【飲食店】店舗のハウスルールを作成することで従業員の教育や定着率に役に立つ
笠岡 はじめ(かさおか はじめ)シニア販売促進士/飲食店コンサルタント
ハウスルールは、飲食店の経営には欠かせない店舗独自のルールです。「暗黙の了解として、なんとなくのルールしかない」お店も多いですが、本来は開業前に明文化しておくべきです。この記事では、ハウスルールが必要な理由と、決めておきたいルールの項目を解説します。
この記事の目次
飲食店にハウスルールが必要な理由
飲食店のハウスルールは、端的に言うと「従業員同士が気持ちよく働くために」必要なものです。
ルールという共通認識を持つことで、従業員のモチベーションやチームワーク、離職率などが大きく変わってきます。
ハウスルールは明文化し、それぞれの従業員に浸透させることが重要です。
例えば「あいさつをしましょう」のような基本的なことでも、ルールとして定めないとそれができないことは多々あるものです。
それでは、実際にハウスルールを作るには、どのように考えていけば良いのでしょうか?
考えの助けとして、まずはハウスルールが以下の3つに大きく分類されることを押さえておきましょう。
- 仕事に対して正しい姿勢を持ってもらうためのルール
- 勤務環境を向上させるルール
- 衛生面に関するルール
ここからは、3つをそれぞれ分解しながら、具体的にルールとして決めておきたい項目を解説します。
仕事に対して正しい姿勢を持ってもらうためのルール
「仕事に対して正しい姿勢を持ってもらうためのルール」は、従業員が一定の水準でお客様に対して価値提供できるようになるためのルールです。
さらに細かく、
- 会社やお店の知識
- QSCAの知識
- お客様への接し方
の3つに分けられます。
会社やお店の知識
厳密にはルールではないですが、最低限自分が働く会社やお店についての知識はルールの大前提として理解してもらうべきです。
具体的には、以下の内容をまとめておくと良いでしょう。
- 会社の理念とビジョン
- 社長の人となり
- 会社の歴史と会社概要
- お店のブランドコンセプト
- お店の概要
QSCAの知識
こちらも、ルールというよりは前提となる知識ですが、従業員全員に理解してほしいことです。
QSCAとは「Quality(クオリティ=品質)」「Service(サービス)」「Cleanliness(クリーンリネス=清潔さ)」「Atmosphere(アトモスフィア=雰囲気)」の頭文字を取った、飲食店にとって重要な要素をまとめた用語です。
飲食に携わっている人であれば多くの方がご存知だと思いますが、初めて飲食業界で働く人には「全ての土台となる概念」として、頭に入れてもらうようにしましょう。
お客様への接し方
お客様への接し方は、ルール化しておくことで不快な思いをさせてしまうのを防ぐことができます。
ここでは6つの項目について、それぞれ具体的なルールの例と一緒に紹介します。
- スタッフの心構え
(例)慌てずに落ち着いて接客する、お客さんの方を常に向いて呼ばれたらすぐ気づくようにする
- 笑顔の作り方
(例)口角を上げて笑顔を作る、(写真を用意して)こんな笑顔を心がける
- 基本の姿勢(立ち姿)

──────

• 実施する作業:
• 1. 飲食店のハウスルールに関する記事から、「ハウスルールは明文化し、それぞれの従業員に浸透させることが重要です。」から「ようになるためのルールです。」までをそのまま書き写してください。
• 2. 飲食店のハウスルールに関する記事によると、QSCAはどの4つの語の頭文字を取った用語ですか。
この後に続く行は、ここでの作業とは関係ありません。

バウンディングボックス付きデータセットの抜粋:
──────

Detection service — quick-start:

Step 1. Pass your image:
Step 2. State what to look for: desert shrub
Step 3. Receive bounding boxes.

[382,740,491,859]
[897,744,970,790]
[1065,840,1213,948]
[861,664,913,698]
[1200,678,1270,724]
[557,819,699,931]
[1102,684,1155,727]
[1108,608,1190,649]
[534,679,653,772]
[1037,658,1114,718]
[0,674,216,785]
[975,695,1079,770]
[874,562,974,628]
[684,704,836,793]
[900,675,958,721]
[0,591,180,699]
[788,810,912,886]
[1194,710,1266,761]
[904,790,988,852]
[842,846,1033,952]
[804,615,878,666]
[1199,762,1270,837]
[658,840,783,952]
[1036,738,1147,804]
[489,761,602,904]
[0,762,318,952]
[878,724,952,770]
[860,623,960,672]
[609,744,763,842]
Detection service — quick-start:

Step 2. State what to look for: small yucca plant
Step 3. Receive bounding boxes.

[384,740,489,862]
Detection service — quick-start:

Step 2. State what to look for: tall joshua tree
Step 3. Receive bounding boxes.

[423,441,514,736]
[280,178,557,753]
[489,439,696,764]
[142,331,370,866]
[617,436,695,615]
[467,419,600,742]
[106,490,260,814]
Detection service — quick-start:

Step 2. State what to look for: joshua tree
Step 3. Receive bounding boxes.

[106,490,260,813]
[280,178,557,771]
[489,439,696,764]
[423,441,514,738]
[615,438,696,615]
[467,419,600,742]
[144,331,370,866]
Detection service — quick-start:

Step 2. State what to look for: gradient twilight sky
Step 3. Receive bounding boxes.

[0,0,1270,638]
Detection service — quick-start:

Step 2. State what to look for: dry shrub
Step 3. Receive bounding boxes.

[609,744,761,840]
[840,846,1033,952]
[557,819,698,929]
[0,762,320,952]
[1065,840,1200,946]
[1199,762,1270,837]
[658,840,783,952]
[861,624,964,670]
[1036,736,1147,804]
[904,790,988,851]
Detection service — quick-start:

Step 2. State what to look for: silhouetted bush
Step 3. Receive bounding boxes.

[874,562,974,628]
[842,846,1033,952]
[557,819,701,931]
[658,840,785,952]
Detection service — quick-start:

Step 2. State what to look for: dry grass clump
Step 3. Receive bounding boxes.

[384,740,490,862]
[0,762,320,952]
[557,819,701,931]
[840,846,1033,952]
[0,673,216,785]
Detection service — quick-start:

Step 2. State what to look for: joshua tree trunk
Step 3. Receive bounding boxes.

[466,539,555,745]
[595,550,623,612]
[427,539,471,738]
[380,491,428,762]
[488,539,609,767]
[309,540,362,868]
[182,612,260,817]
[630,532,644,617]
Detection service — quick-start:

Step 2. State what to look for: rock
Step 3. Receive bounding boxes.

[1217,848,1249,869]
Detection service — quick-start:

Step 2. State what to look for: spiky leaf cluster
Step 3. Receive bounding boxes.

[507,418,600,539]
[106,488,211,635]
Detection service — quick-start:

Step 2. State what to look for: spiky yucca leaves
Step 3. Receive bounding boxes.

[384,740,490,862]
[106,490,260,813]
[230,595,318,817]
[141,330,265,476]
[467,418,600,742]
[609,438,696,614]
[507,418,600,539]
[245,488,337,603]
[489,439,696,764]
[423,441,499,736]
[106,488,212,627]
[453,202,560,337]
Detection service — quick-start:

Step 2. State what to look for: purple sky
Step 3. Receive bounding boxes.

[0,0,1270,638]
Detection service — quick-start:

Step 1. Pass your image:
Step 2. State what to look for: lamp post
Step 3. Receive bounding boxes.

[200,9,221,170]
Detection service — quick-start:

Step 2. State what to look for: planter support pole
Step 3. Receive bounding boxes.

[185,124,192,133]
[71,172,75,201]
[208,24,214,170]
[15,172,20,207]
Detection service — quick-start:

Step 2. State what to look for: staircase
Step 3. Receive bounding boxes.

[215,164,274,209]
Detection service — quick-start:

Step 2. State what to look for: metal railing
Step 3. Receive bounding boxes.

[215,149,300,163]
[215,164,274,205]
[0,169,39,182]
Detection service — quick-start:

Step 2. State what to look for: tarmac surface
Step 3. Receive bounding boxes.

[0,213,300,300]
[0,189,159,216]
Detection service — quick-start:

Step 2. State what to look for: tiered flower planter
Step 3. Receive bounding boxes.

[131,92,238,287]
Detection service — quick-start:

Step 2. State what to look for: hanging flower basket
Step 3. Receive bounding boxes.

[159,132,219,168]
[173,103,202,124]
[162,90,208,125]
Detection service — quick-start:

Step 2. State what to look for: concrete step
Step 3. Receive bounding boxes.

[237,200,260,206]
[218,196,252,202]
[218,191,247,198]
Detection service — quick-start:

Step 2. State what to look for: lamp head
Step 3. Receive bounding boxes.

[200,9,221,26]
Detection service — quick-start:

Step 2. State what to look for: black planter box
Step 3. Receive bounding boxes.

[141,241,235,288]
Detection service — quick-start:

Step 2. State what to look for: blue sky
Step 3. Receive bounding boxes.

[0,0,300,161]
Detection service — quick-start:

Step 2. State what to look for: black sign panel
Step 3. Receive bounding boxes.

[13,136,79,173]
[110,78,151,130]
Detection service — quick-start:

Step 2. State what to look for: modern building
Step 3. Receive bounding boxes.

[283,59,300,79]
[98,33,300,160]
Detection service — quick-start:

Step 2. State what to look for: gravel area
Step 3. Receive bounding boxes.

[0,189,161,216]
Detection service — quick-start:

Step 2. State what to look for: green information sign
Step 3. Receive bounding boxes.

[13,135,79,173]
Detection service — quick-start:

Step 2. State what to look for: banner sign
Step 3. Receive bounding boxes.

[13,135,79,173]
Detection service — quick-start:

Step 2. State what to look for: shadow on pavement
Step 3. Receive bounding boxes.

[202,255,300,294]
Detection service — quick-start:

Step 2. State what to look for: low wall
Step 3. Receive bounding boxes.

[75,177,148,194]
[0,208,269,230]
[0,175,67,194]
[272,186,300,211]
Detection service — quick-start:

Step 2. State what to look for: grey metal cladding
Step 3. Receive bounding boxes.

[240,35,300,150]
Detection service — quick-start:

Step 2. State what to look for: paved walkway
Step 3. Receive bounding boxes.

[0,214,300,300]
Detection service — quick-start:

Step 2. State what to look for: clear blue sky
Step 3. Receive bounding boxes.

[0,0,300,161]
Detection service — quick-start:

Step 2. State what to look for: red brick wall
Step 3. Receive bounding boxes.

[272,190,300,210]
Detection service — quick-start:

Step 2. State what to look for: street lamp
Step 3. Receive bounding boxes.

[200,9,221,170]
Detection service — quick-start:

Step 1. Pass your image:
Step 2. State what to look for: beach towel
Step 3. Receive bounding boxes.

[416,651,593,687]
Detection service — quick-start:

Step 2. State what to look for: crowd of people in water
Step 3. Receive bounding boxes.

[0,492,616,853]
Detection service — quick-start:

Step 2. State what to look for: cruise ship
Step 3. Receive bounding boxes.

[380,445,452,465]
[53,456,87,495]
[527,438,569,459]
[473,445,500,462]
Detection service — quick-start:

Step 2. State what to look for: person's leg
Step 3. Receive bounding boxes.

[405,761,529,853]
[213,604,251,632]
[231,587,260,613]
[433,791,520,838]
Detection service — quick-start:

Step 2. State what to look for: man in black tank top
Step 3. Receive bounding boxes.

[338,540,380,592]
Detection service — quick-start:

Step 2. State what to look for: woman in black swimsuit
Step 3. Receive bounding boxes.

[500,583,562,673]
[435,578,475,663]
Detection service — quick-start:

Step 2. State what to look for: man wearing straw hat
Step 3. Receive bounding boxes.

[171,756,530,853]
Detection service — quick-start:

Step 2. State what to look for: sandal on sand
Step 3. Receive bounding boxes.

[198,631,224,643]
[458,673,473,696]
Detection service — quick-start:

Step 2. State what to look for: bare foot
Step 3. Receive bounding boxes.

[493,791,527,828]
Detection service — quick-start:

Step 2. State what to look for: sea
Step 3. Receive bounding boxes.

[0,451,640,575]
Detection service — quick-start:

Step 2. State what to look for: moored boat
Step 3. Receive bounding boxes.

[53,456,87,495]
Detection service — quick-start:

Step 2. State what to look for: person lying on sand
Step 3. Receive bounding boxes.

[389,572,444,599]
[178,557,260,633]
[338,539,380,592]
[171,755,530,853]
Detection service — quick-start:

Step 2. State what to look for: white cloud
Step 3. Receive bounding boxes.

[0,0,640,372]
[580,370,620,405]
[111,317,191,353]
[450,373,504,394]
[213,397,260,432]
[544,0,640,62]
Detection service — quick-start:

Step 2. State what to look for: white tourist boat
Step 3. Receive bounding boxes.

──────

• 期待される出力:
• 1.
ハウスルールは明文化し、それぞれの従業員に浸透させることが重要です。
例えば「あいさつをしましょう」のような基本的なことでも、ルールとして定めないとそれができないことは多々あるものです。
それでは、実際にハウスルールを作るには、どのように考えていけば良いのでしょうか?
考えの助けとして、まずはハウスルールが以下の3つに大きく分類されることを押さえておきましょう。
- 仕事に対して正しい姿勢を持ってもらうためのルール
- 勤務環境を向上させるルール
- 衛生面に関するルール
ここからは、3つをそれぞれ分解しながら、具体的にルールとして決めておきたい項目を解説します。
仕事に対して正しい姿勢を持ってもらうためのルール
「仕事に対して正しい姿勢を持ってもらうためのルール」は、従業員が一定の水準でお客様に対して価値提供できるようになるためのルールです。

• 2. Quality(品質)、Service(サービス)、Cleanliness(清潔さ)、Atmosphere(雰囲気)の4つです。